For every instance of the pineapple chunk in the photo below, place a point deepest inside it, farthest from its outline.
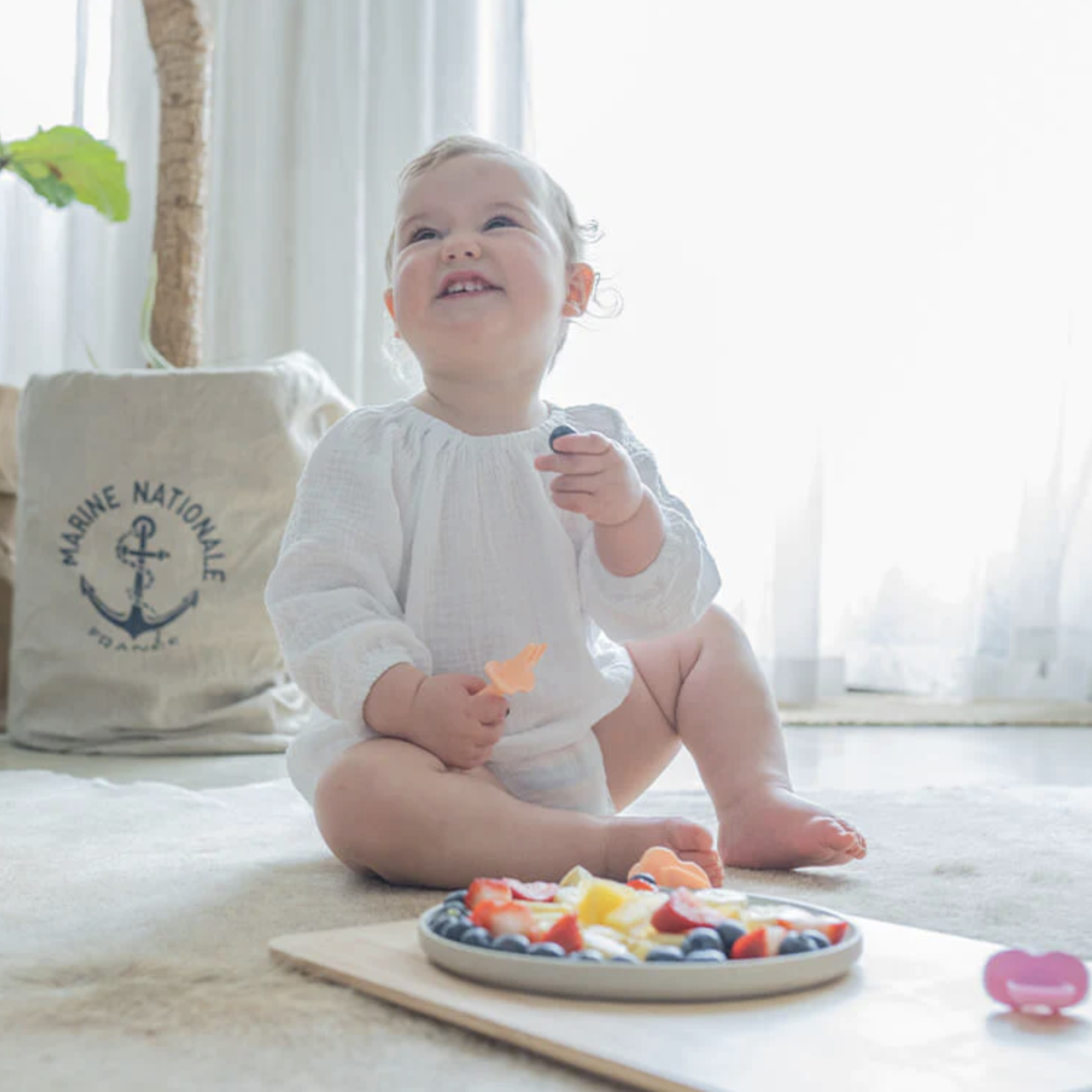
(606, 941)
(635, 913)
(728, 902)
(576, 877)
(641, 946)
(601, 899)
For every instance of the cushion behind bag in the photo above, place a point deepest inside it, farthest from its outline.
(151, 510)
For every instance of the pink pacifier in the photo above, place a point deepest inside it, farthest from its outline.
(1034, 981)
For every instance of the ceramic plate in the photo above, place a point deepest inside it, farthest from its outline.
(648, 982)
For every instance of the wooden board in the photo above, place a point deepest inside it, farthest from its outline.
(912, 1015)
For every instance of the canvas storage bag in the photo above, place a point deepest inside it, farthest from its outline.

# # # # #

-- Exercise instructions --
Copy the line containing "For every instance of the wooden" and every line after it, through the last line of the records. Include nothing else.

-- Answer below --
For every instance of the wooden board in the photo above, place a point deepest inside it, farthest from its outline.
(912, 1015)
For every instance of the canvas storage bag in the photo above, place a point deepest inside it, farthest from its outline.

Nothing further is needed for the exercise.